Task requirements:
Update the lines of the material from the one containing "Expected: for each instance of the dark foreground" through the end of the material, replacing "water" with "lake" and changing nothing else. Return only those lines.

━━━━━ Dataset entries

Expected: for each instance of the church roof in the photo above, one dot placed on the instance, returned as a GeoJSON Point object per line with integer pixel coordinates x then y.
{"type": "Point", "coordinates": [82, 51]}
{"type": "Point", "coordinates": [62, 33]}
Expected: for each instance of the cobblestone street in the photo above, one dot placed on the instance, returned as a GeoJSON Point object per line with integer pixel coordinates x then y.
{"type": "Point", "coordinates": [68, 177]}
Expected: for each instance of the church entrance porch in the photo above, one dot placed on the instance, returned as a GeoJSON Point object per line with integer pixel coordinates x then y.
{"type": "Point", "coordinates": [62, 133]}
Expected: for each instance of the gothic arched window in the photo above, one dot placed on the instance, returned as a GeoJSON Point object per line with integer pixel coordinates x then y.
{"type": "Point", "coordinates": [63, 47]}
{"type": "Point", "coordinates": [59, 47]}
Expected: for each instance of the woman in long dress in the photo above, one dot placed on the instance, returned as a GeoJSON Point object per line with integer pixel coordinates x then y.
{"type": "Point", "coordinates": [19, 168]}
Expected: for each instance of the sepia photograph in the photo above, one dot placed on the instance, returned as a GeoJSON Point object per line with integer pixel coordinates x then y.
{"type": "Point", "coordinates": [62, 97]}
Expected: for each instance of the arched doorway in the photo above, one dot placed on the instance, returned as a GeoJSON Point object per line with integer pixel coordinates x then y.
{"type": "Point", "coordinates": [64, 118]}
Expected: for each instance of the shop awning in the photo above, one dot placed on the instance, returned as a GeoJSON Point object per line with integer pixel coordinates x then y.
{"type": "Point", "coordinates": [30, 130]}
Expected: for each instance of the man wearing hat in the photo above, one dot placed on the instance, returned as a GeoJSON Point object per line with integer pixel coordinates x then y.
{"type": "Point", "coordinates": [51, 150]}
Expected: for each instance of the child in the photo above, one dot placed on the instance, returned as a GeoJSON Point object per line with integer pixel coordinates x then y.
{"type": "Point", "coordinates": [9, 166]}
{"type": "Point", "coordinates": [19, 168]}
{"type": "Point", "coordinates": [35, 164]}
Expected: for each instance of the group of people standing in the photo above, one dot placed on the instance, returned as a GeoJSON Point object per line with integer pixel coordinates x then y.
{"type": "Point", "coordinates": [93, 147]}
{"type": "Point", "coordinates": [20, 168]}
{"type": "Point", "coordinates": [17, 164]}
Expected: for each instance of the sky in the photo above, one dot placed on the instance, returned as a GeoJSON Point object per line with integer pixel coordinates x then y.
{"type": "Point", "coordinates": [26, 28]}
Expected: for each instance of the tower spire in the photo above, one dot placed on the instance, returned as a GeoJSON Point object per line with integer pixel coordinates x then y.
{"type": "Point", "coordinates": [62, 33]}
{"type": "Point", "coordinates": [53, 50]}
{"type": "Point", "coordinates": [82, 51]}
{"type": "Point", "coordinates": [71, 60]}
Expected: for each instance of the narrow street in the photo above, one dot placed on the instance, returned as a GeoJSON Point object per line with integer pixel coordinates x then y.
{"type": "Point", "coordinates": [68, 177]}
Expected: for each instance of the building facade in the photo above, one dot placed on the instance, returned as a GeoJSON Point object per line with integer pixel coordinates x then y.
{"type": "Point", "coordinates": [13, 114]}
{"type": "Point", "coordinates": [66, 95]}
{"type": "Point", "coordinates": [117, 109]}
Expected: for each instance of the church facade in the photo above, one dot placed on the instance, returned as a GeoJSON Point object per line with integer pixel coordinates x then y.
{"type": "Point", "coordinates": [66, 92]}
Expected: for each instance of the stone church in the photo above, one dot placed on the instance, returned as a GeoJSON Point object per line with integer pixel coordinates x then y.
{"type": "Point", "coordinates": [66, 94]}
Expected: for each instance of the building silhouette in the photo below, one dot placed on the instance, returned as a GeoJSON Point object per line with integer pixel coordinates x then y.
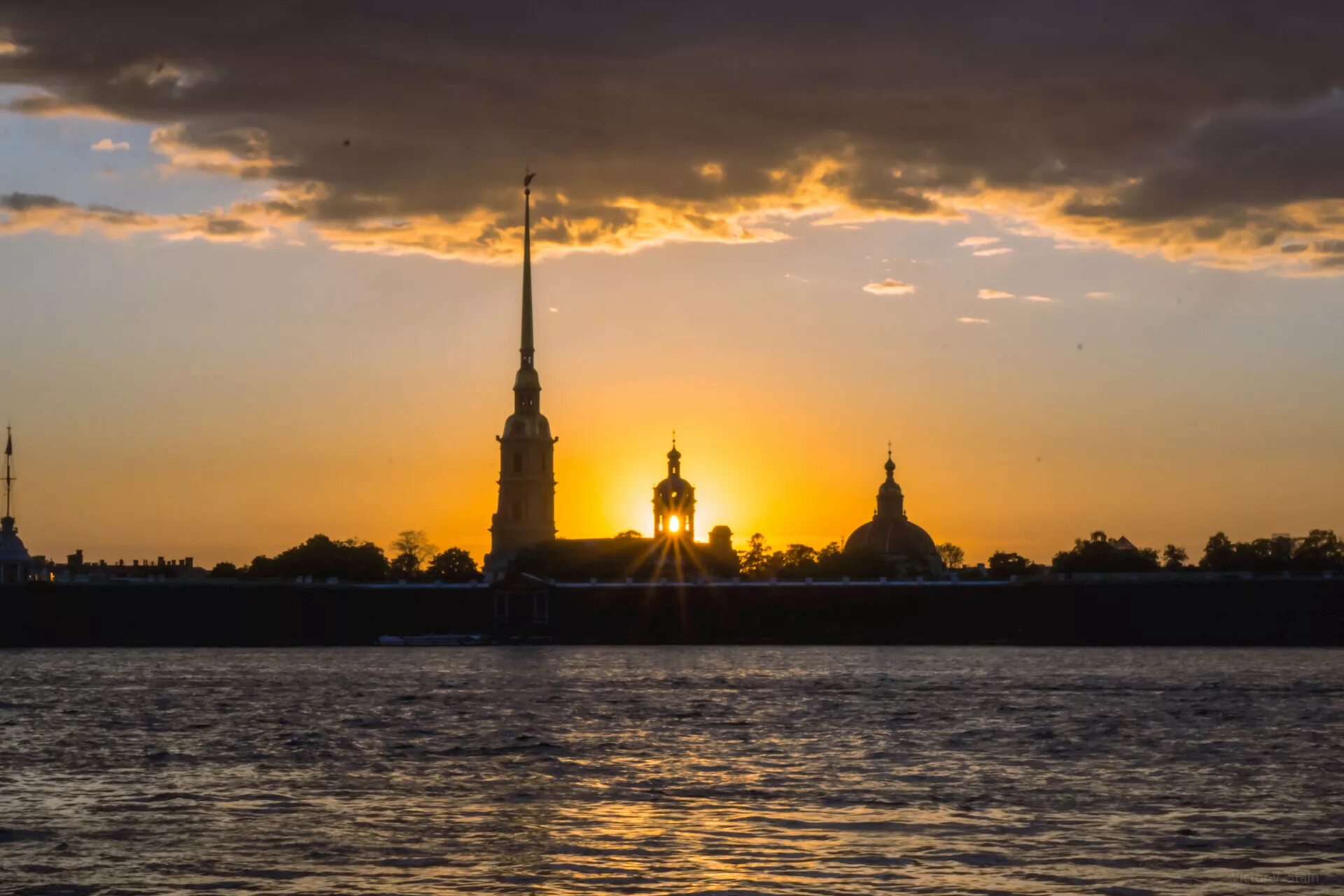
{"type": "Point", "coordinates": [673, 501]}
{"type": "Point", "coordinates": [526, 511]}
{"type": "Point", "coordinates": [890, 535]}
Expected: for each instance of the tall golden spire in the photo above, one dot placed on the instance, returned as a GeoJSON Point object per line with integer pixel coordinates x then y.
{"type": "Point", "coordinates": [527, 348]}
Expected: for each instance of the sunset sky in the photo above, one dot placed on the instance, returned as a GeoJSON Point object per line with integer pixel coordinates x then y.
{"type": "Point", "coordinates": [1081, 266]}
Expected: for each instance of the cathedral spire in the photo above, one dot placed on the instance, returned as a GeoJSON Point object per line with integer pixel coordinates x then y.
{"type": "Point", "coordinates": [527, 348]}
{"type": "Point", "coordinates": [8, 475]}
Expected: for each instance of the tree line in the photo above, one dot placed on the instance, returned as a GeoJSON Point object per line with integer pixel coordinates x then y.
{"type": "Point", "coordinates": [417, 559]}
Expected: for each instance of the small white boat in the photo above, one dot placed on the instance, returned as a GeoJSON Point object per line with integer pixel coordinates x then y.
{"type": "Point", "coordinates": [430, 641]}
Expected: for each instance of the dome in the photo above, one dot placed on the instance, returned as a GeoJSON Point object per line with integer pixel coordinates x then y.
{"type": "Point", "coordinates": [673, 488]}
{"type": "Point", "coordinates": [527, 426]}
{"type": "Point", "coordinates": [894, 538]}
{"type": "Point", "coordinates": [11, 546]}
{"type": "Point", "coordinates": [890, 533]}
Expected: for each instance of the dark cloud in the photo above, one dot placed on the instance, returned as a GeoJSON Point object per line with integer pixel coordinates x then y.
{"type": "Point", "coordinates": [23, 202]}
{"type": "Point", "coordinates": [1194, 128]}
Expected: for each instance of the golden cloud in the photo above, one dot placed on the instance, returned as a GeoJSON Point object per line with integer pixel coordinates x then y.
{"type": "Point", "coordinates": [889, 288]}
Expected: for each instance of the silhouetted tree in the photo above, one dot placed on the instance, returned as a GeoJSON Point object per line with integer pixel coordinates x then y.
{"type": "Point", "coordinates": [953, 558]}
{"type": "Point", "coordinates": [1320, 550]}
{"type": "Point", "coordinates": [1219, 554]}
{"type": "Point", "coordinates": [223, 570]}
{"type": "Point", "coordinates": [1098, 554]}
{"type": "Point", "coordinates": [794, 562]}
{"type": "Point", "coordinates": [321, 558]}
{"type": "Point", "coordinates": [454, 564]}
{"type": "Point", "coordinates": [1004, 564]}
{"type": "Point", "coordinates": [755, 559]}
{"type": "Point", "coordinates": [831, 562]}
{"type": "Point", "coordinates": [416, 547]}
{"type": "Point", "coordinates": [1174, 558]}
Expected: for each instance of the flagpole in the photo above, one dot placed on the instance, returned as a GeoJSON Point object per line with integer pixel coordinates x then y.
{"type": "Point", "coordinates": [8, 457]}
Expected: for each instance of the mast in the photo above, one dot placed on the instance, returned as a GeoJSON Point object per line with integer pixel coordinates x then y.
{"type": "Point", "coordinates": [8, 475]}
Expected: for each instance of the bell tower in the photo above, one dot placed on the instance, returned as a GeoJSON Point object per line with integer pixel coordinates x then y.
{"type": "Point", "coordinates": [673, 501]}
{"type": "Point", "coordinates": [526, 512]}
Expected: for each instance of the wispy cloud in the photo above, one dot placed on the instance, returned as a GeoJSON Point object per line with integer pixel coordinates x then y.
{"type": "Point", "coordinates": [1175, 181]}
{"type": "Point", "coordinates": [108, 146]}
{"type": "Point", "coordinates": [890, 288]}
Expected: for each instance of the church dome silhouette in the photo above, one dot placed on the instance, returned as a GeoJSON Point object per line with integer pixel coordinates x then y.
{"type": "Point", "coordinates": [673, 501]}
{"type": "Point", "coordinates": [890, 533]}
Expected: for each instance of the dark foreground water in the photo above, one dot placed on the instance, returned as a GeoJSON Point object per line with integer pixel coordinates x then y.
{"type": "Point", "coordinates": [650, 770]}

━━━━━━━━━━

Solution to this exercise:
Expected: for each instance of the dark foreground lake in the photo above, one dot placed on the instance, returned as a GeoJSON Point object per line with integer pixel coordinates x then y.
{"type": "Point", "coordinates": [650, 770]}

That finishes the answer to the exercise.